TASK INSTRUCTIONS »
1. Please name every poster whose username heads a post in the forum thread about snowboarding in Utah.
2. From the forum thread about snowboarding in Utah, extract the stretch from "Argo: I love" through "while at Bird." word for word.

Depends on where the fresh is...


----------



## LI Boarder (Jan 9, 2010)

Argo: I love your rambling, that's the kind of information that you often can't find. Thanks for the come back!


----------



## Music Moves (Jan 23, 2009)

I have a preference for Snowbird, but if you are an intermediate rider, you may get lost out there. Definitely always better to have a local or at least someone who is experienced and knows the mountain. And yes, Pow is a little farther away than most... while remote can be good, remoteness really matters more while on the mountain and I always seem to be able to "get remote" while at Bird.


----------



## T.J. (Aug 28, 2007)

just got back from Utah though we didnt have a chance to ride brighton. as music said, Snowbird was amazing but definitely the most challenging terrian we encountered. lots of cliffs, chutes and steeps. awesome stuff.

we ended up doing 2 days at powder mountain cause we liked it so much. never a crowd and you can always find fresh pow stashes.

you will most definitely need a car to get to powmow but not necessarity 4wd, we had fwd and were fine both days we went up there 

FWIW, we also did a day at park shitty and hated it compared to PowMow and the Bird.


----------



## kswissreject (Feb 26, 2009)

I just got back from a trip to utah and wyoming, and like you am an intermediate snowboarder from the east coast. 

did brighton and snowbird for a day each, then jackson hole for 4 days. loved the mellow feel of brighton, and it was pretty easy to find some nice untracked stashes. it's a smaller mountain, so I don't think you need more than a day or two there. you should definitely, definitely check out snowbird. it's a bit intimidating, but once you start going around, it is just awesome. I progressed a lot due to tackling snowbird and jackson on this trip. I love being challenged, and importantly, I'm no longer intimidated by either snowbird or jackson, and can't wait to go back. had I not gone, I think I would still psyche myself out about both snowbird and jackson.

LISTED ENTRIES »
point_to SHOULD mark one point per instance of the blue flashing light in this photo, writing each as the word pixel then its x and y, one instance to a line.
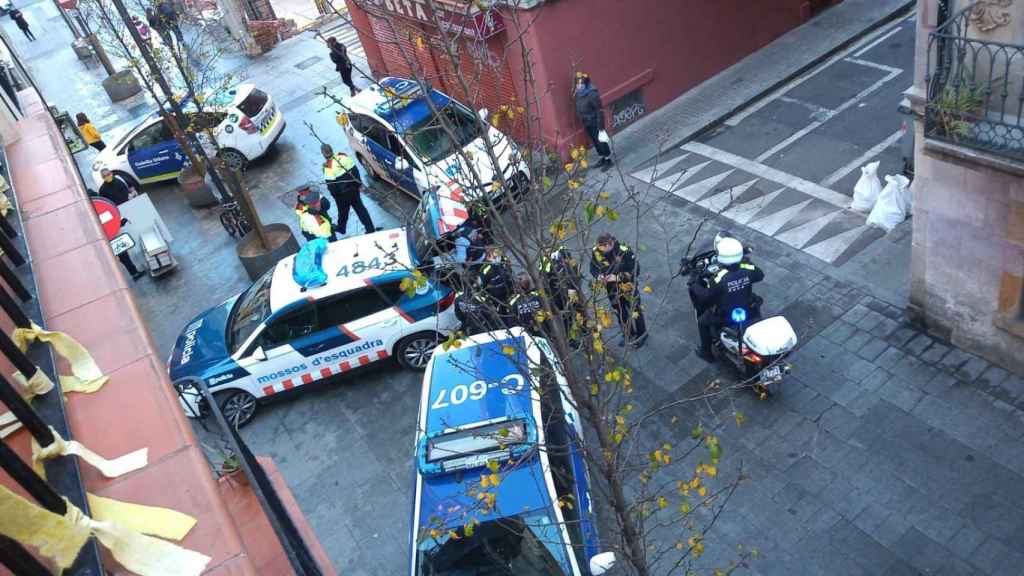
pixel 738 316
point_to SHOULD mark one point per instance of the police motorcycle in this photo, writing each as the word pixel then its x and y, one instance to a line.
pixel 756 346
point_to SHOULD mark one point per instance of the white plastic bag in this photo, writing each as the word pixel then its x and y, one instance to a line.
pixel 893 205
pixel 865 194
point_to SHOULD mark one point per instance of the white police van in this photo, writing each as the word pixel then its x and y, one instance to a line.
pixel 244 119
pixel 397 136
pixel 274 337
pixel 498 404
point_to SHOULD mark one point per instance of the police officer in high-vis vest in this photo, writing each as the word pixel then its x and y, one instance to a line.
pixel 614 264
pixel 344 183
pixel 732 287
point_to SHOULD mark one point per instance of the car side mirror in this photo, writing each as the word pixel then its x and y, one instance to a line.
pixel 602 563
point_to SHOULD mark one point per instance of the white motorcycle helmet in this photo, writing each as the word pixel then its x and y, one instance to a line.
pixel 730 251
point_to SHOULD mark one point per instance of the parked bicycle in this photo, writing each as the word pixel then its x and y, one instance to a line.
pixel 233 220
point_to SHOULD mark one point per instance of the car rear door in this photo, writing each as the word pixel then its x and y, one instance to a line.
pixel 273 358
pixel 154 154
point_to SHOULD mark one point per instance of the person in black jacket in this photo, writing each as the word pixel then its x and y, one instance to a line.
pixel 339 55
pixel 591 114
pixel 731 288
pixel 614 264
pixel 23 24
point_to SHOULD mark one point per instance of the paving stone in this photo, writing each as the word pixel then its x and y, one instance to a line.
pixel 811 475
pixel 990 556
pixel 923 552
pixel 839 421
pixel 954 359
pixel 935 354
pixel 900 394
pixel 966 541
pixel 886 327
pixel 974 367
pixel 919 344
pixel 872 348
pixel 855 341
pixel 855 314
pixel 890 359
pixel 839 331
pixel 901 335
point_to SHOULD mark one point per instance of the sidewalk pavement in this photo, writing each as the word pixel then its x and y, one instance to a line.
pixel 758 74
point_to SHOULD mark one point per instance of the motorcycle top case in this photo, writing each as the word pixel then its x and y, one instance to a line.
pixel 770 336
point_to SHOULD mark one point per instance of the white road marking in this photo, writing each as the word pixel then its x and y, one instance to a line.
pixel 722 200
pixel 877 66
pixel 769 173
pixel 813 125
pixel 861 160
pixel 743 212
pixel 803 234
pixel 747 112
pixel 878 41
pixel 773 222
pixel 648 174
pixel 673 181
pixel 697 191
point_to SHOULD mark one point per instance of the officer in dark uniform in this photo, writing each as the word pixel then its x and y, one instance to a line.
pixel 527 305
pixel 615 265
pixel 496 281
pixel 732 287
pixel 561 272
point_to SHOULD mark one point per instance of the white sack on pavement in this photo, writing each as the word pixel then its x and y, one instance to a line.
pixel 893 205
pixel 865 194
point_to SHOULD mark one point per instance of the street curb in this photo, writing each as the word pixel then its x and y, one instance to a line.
pixel 892 16
pixel 895 13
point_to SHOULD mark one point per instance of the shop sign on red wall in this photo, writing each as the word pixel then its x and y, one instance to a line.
pixel 479 25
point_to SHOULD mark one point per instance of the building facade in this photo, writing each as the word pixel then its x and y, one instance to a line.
pixel 640 53
pixel 968 249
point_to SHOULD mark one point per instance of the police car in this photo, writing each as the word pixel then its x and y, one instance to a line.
pixel 274 337
pixel 244 119
pixel 498 404
pixel 397 137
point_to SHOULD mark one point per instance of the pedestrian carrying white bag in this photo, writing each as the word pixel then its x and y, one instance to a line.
pixel 866 192
pixel 893 204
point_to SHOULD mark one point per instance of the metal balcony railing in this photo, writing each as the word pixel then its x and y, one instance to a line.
pixel 975 86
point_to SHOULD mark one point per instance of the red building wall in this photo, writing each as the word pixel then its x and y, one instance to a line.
pixel 664 47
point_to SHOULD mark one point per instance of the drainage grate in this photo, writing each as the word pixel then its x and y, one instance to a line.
pixel 308 62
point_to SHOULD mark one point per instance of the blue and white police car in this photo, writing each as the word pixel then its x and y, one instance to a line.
pixel 499 404
pixel 244 119
pixel 274 337
pixel 397 137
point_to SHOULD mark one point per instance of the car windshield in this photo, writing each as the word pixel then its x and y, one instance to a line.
pixel 528 544
pixel 431 140
pixel 251 310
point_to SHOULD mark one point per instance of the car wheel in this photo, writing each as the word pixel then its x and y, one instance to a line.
pixel 414 352
pixel 128 178
pixel 239 407
pixel 235 160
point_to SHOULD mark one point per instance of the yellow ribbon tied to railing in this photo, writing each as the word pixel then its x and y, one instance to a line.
pixel 110 468
pixel 38 384
pixel 60 537
pixel 86 375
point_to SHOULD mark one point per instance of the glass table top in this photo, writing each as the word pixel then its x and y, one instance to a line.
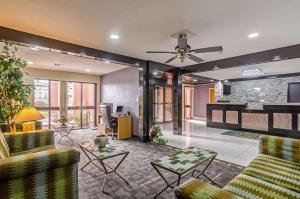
pixel 184 160
pixel 108 151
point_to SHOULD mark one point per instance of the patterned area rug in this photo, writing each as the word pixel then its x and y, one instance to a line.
pixel 242 134
pixel 144 182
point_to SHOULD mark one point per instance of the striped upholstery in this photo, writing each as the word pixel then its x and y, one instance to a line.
pixel 274 174
pixel 283 148
pixel 58 183
pixel 32 163
pixel 194 188
pixel 36 169
pixel 23 141
pixel 250 187
pixel 277 171
pixel 4 149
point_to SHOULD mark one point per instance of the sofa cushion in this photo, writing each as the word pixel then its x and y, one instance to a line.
pixel 197 189
pixel 277 171
pixel 283 148
pixel 250 187
pixel 4 150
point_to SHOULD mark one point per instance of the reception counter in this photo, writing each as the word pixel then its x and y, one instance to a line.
pixel 274 119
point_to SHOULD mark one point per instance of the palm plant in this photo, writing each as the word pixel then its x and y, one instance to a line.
pixel 14 92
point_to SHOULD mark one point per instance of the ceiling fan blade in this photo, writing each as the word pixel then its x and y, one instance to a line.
pixel 168 61
pixel 195 58
pixel 182 42
pixel 168 52
pixel 209 49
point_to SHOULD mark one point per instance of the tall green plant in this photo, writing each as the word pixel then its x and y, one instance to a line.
pixel 14 93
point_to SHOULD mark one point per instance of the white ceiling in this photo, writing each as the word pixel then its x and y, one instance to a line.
pixel 47 59
pixel 147 25
pixel 271 68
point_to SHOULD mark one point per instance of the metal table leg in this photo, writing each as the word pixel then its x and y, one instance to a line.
pixel 166 181
pixel 202 173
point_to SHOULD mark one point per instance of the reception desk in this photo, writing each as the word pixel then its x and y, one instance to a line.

COMPLETE ANSWERS »
1.
LI Boarder
Music Moves
T.J.
kswissreject

2.
Argo: I love your rambling, that's the kind of information that you often can't find. Thanks for the come back!


----------



## Music Moves (Jan 23, 2009)

I have a preference for Snowbird, but if you are an intermediate rider, you may get lost out there. Definitely always better to have a local or at least someone who is experienced and knows the mountain. And yes, Pow is a little farther away than most... while remote can be good, remoteness really matters more while on the mountain and I always seem to be able to "get remote" while at Bird.